**Work to complete:**
(1) List every passage in the Yellowstone bison article that appears inside quotation marks.
(2) Continue the article about the running bison in Yellowstone, picking up after its final sentence.

**Document segment:**
---------------

Scientists debunk fears of a Yellowstone eruption over viral video
The video was posted online on March 20 and has since attracted millions of views. It shows dozens of bisons running along a road in the park, a popular attraction for tourists and outdoorsmen alike. Much of Yellowstone does sit on the surface of a long dormant volcanic caldera, or super volcano, which last erupted nearly 700,000 years ago.
Images of the running bison were quickly picked up by various media outlets, prompting comments from readers worried about issues ranging from biblical doom to the effects of global warming. Yellowstone officials admitted they have been overwhelmed by hundreds of calls and emails that have come in since the video, which featured a purported survivalist discussing an “imminent eruption,” went viral.
“It was a spring-like day and they were frisky,” park spokeswoman Amy Bartlett told Reuters of the rushing bison. “Contrary to online reports, it's a natural occurrence and not the end of the world.”
The truth is much easier to explain than a supervolcano. Yellowstone National Park public affairs chief Al Nash told BuzzFeed that the bison migrate from the park during the colder months to find food at lower elevation. Then, after the winter snow begins to melt, they return.
“We have seen no signs to suggest the Yellowstone volcano is about to erupt,” he said. The video of the bison actually shows the animals galloping deeper into the park, not away from it, officials said.

---------------

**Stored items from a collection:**

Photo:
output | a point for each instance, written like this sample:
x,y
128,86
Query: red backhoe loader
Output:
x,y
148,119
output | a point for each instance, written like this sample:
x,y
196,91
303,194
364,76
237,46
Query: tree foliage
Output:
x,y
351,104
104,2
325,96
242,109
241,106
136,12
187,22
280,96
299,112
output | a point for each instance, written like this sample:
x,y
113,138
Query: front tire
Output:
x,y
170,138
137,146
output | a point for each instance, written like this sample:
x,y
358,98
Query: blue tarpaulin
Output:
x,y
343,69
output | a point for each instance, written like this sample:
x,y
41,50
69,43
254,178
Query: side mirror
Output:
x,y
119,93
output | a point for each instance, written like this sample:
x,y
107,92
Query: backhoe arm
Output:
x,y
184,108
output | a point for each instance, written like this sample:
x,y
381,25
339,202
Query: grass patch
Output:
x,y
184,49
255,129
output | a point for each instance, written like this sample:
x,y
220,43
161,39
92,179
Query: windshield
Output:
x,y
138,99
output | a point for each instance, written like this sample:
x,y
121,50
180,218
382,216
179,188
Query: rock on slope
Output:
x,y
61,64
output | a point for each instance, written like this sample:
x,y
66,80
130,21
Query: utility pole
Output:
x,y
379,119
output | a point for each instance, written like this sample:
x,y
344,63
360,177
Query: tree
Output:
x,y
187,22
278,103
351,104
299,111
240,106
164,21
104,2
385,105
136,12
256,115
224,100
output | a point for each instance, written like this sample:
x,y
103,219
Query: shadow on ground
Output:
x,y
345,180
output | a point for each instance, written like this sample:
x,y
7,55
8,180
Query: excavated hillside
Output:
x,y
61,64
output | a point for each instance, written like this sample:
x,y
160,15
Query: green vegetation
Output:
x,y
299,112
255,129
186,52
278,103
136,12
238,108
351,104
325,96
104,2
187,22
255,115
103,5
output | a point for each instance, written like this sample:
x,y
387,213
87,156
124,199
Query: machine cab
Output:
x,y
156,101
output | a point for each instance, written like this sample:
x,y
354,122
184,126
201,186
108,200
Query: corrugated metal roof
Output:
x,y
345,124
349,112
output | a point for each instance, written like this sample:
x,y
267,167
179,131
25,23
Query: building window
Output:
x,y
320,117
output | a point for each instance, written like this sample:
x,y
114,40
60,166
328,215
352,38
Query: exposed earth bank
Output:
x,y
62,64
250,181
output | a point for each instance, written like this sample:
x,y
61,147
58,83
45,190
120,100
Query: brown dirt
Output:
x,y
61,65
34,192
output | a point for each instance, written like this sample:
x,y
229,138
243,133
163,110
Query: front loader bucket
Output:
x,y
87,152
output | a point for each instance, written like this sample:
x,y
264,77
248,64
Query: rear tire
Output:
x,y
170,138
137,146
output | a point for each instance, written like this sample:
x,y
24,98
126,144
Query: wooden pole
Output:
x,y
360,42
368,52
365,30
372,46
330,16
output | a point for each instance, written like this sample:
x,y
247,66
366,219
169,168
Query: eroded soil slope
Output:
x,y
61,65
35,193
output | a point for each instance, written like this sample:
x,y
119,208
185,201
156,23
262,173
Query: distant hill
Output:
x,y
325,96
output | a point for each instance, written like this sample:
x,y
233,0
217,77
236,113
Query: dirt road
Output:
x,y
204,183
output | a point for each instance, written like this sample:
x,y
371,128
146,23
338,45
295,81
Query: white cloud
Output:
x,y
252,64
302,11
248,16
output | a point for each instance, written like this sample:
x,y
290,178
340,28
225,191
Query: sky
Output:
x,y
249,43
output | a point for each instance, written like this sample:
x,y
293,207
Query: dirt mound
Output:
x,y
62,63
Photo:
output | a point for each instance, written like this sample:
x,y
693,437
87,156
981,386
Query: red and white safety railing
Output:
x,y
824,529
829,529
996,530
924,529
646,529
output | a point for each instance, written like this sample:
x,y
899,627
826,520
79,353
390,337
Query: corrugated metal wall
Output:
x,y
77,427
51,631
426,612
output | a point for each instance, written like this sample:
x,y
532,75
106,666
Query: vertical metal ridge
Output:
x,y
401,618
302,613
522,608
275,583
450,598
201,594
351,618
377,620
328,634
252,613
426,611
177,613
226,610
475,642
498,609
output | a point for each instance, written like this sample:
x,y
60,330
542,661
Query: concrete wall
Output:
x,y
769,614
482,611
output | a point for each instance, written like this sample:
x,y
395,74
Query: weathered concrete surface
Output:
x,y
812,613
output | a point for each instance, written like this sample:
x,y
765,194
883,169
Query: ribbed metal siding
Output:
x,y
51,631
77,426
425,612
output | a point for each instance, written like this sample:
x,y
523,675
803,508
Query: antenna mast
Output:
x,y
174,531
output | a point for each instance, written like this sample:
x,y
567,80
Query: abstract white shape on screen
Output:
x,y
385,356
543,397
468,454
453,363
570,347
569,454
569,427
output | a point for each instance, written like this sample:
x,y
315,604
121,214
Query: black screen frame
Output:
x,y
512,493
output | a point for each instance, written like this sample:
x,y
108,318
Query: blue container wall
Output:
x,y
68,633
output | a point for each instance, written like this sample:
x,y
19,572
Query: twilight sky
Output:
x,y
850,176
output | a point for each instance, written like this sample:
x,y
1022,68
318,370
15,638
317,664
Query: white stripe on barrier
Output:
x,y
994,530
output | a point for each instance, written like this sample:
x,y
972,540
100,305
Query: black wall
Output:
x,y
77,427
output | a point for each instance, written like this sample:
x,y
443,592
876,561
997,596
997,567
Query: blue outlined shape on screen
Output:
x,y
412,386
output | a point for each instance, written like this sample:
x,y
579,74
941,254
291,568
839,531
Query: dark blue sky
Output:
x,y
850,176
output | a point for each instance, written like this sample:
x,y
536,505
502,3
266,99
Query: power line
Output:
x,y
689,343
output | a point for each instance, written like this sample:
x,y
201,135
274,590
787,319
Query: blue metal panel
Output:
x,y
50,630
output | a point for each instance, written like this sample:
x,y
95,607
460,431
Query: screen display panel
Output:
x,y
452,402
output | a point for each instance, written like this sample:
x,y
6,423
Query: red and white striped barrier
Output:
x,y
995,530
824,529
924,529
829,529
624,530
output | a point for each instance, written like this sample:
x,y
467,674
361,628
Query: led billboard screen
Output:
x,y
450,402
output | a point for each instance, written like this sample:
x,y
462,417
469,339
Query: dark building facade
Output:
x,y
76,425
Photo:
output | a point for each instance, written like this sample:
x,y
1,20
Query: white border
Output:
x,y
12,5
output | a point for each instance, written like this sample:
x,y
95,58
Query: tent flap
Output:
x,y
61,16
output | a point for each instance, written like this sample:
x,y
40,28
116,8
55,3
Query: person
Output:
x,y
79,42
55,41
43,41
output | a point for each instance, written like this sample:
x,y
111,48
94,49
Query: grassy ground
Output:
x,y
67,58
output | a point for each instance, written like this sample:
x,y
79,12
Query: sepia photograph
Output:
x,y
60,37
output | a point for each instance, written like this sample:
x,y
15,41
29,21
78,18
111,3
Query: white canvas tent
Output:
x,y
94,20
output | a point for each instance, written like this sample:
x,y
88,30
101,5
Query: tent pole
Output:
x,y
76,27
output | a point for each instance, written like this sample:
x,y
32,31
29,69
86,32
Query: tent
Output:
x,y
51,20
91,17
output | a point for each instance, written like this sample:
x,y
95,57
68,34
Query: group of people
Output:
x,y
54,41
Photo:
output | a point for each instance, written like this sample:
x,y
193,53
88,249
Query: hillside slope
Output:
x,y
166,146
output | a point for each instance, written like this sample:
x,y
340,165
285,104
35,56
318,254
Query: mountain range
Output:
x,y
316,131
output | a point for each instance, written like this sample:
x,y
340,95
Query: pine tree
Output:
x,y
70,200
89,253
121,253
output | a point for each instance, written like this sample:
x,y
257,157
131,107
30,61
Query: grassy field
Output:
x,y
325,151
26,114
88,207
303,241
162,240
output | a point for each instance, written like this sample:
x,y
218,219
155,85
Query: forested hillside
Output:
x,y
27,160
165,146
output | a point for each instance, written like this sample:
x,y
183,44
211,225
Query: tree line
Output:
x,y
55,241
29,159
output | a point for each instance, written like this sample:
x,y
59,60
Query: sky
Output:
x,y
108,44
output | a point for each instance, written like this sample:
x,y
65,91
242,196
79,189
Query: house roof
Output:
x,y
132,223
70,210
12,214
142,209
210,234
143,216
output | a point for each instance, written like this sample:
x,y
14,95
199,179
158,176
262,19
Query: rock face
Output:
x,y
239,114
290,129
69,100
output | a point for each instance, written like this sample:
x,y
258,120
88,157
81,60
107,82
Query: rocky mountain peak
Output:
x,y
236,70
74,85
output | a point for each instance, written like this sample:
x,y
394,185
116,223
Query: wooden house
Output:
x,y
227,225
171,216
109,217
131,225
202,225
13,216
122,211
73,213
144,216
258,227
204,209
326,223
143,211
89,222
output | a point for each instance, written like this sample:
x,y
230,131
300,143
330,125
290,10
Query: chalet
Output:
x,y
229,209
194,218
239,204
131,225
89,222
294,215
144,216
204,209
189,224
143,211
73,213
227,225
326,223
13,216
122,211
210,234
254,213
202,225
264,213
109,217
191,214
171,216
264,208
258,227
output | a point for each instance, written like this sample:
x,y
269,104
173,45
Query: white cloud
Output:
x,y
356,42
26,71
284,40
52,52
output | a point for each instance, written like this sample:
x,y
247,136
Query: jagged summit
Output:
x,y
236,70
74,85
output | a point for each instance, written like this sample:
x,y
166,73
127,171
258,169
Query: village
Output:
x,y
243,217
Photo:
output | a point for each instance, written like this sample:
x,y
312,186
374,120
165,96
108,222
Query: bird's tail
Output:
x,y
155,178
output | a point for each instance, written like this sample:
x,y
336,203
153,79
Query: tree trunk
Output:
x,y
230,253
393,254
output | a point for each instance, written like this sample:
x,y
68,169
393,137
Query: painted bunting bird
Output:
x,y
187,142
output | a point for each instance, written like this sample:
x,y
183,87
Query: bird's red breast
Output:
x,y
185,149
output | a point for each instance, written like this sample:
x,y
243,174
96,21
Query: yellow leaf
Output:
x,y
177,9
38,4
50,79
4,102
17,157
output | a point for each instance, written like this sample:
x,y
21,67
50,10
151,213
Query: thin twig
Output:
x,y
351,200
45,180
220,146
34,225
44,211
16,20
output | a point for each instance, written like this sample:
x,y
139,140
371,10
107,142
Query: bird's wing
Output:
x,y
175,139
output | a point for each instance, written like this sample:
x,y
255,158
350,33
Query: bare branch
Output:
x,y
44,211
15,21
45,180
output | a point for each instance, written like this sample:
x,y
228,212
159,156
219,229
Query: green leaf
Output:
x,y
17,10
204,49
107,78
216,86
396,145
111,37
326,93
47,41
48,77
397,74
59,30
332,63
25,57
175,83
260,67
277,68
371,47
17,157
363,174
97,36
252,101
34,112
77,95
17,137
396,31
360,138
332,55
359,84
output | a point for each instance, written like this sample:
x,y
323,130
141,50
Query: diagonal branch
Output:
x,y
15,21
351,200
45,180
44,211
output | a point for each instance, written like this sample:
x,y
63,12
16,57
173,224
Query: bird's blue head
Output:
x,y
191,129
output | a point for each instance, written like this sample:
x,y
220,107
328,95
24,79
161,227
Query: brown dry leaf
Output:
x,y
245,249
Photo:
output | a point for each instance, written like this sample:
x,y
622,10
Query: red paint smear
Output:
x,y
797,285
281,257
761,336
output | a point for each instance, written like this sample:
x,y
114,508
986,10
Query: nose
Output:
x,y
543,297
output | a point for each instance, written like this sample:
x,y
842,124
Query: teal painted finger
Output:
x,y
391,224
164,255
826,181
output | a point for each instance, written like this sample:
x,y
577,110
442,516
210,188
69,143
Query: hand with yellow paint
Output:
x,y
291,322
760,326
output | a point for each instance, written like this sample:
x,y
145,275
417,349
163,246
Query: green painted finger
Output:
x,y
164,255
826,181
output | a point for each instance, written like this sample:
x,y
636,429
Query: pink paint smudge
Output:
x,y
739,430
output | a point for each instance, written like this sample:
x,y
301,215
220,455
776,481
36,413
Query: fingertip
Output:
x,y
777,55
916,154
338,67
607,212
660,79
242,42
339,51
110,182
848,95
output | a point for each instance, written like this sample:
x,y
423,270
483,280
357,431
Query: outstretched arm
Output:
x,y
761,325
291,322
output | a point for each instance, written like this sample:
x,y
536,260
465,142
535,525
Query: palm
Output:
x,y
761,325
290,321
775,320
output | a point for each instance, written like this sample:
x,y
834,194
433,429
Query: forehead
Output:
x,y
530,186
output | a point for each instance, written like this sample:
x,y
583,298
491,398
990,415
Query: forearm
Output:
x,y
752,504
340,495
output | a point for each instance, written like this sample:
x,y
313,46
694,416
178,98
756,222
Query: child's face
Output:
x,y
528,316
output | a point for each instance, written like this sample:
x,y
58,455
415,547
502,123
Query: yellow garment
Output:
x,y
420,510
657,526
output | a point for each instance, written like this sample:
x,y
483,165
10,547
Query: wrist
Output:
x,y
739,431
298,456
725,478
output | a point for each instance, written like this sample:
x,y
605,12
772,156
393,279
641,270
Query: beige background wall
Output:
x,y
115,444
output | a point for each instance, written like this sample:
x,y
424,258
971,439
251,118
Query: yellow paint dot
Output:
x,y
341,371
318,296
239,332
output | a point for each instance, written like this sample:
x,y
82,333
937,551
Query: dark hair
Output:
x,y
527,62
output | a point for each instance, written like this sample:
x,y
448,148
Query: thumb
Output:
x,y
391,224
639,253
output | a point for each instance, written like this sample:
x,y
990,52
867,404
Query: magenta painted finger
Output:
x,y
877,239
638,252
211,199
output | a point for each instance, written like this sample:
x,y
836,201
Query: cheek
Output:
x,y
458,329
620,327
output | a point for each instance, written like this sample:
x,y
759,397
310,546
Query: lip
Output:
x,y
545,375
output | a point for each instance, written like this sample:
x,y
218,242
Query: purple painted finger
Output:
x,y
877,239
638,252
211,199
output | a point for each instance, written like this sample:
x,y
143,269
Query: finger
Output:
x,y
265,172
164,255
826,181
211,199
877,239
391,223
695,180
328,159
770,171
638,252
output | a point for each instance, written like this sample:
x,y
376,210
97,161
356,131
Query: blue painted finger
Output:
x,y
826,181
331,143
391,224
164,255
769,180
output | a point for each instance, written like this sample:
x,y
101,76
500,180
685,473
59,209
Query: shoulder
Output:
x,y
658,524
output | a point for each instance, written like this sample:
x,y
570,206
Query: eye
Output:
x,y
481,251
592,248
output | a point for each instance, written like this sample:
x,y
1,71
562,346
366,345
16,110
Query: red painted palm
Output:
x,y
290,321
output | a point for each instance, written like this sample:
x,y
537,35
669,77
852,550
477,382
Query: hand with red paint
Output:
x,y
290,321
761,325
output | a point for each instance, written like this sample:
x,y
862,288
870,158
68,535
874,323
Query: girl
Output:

---------------

**Exercise results:**
(1)
- "imminent eruption"
- "It was a spring-like day and they were frisky,"
- "Contrary to online reports, it's a natural occurrence and not the end of the world."
- "We have seen no signs to suggest the Yellowstone volcano is about to erupt,"

(2)
Claims of an imminent eruption became more credible to some earlier this week when a 4.8 magnitude earthquake shook the northwest section of the park. No injuries were reported, and the damage that was reported was not enough to alter any substantial portion of the park – although the quake was the strongest to hit the park since 1980.
The earthquake did occur, however, near “an area or ground uplift tied to the upward movement of molten rock in the super-volcano, whose mouth, or caldera, is 50 miles long and 30 miles wide,” according to Reuters. Peter Cervelli, associate director for science and technology at the US Geological Survey's Volcano Science Center in California, told journalist Laura Zuckerman that uplift is rising by about 15 centimeters each year, although that does not make volcanic activity any more likely.
“The chance of that happening in our lifetimes is exceedingly insignificant,” he said.
Conclusive research on whether animals are able to predict catastrophic events is lacking, although a number of behavior analysts have publicly asserted that certain creatures exhibit odd behavior before major events take place.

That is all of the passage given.